◆ **Instructions to follow**
Output only the span of lines that begins at the line containing "Where can you find the black binder" and ends at the last line of the data, both included, exactly as they appear.

◆ **Records supplied**
*-*-*

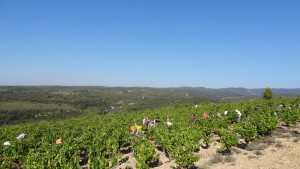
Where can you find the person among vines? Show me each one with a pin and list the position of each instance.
(193, 119)
(133, 130)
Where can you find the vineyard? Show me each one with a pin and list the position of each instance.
(99, 141)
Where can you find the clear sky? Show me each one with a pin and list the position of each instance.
(153, 43)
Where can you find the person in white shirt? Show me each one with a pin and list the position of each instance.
(239, 115)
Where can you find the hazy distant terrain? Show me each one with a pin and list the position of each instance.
(20, 104)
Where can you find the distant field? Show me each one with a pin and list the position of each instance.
(22, 105)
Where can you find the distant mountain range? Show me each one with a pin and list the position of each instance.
(228, 94)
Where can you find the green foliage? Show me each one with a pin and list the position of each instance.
(265, 123)
(290, 116)
(247, 130)
(228, 139)
(268, 93)
(102, 137)
(144, 152)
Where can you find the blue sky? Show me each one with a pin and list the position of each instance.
(153, 43)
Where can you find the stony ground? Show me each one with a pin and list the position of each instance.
(281, 150)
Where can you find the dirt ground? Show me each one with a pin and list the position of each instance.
(280, 151)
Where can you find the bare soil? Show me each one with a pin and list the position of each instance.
(281, 150)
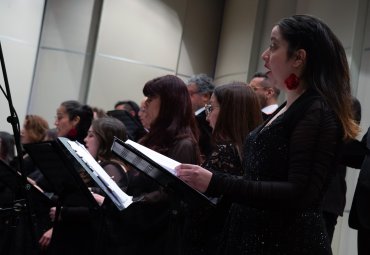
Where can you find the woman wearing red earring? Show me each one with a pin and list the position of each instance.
(288, 160)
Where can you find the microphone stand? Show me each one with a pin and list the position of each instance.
(14, 121)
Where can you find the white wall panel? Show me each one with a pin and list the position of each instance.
(20, 25)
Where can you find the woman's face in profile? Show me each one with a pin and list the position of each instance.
(152, 107)
(62, 122)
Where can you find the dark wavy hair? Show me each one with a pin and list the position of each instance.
(326, 69)
(7, 149)
(36, 126)
(105, 129)
(239, 113)
(84, 112)
(175, 118)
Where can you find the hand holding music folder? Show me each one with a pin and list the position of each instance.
(160, 168)
(60, 162)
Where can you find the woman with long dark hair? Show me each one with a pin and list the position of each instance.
(288, 160)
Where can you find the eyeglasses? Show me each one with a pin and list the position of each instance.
(209, 108)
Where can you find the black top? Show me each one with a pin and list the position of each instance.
(287, 166)
(203, 226)
(360, 209)
(205, 133)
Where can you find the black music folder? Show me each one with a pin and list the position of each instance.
(134, 128)
(14, 182)
(63, 163)
(160, 168)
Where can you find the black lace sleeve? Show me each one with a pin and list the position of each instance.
(117, 173)
(312, 150)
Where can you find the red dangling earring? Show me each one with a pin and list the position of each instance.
(72, 133)
(292, 82)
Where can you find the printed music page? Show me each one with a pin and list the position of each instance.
(165, 162)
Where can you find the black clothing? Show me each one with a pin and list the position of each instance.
(277, 205)
(204, 226)
(205, 133)
(154, 225)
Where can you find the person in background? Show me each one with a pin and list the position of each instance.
(335, 198)
(129, 106)
(7, 149)
(288, 161)
(200, 89)
(73, 119)
(34, 130)
(267, 93)
(142, 115)
(356, 154)
(232, 112)
(98, 112)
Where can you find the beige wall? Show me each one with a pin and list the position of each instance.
(20, 24)
(100, 54)
(141, 40)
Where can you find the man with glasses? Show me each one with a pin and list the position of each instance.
(200, 89)
(267, 94)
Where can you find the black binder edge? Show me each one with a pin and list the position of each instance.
(13, 180)
(160, 175)
(69, 173)
(69, 150)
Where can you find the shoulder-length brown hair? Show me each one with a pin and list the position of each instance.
(105, 129)
(175, 118)
(239, 113)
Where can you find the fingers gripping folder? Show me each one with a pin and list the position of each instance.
(160, 168)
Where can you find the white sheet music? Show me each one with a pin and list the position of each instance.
(120, 198)
(165, 162)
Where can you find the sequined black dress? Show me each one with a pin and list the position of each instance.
(204, 226)
(277, 205)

*-*-*

◆ **Task response**
Where can you find the black binder edge? Show me each one with a pin and list the position of each instance.
(13, 180)
(160, 175)
(69, 173)
(69, 150)
Where can you find the shoulder-length brown hair? Show me each one with a pin and list the position of each instance.
(105, 129)
(175, 118)
(239, 113)
Where can you find the fingers gripping folder? Show me each one with a pin and list the position of each instance.
(160, 168)
Where can you find the white sheet music? Show me each one with a pin and list the position of each instance.
(120, 198)
(165, 162)
Where can you find the sequined black dress? Show me each one with a pin and list the position of each instance.
(204, 226)
(277, 205)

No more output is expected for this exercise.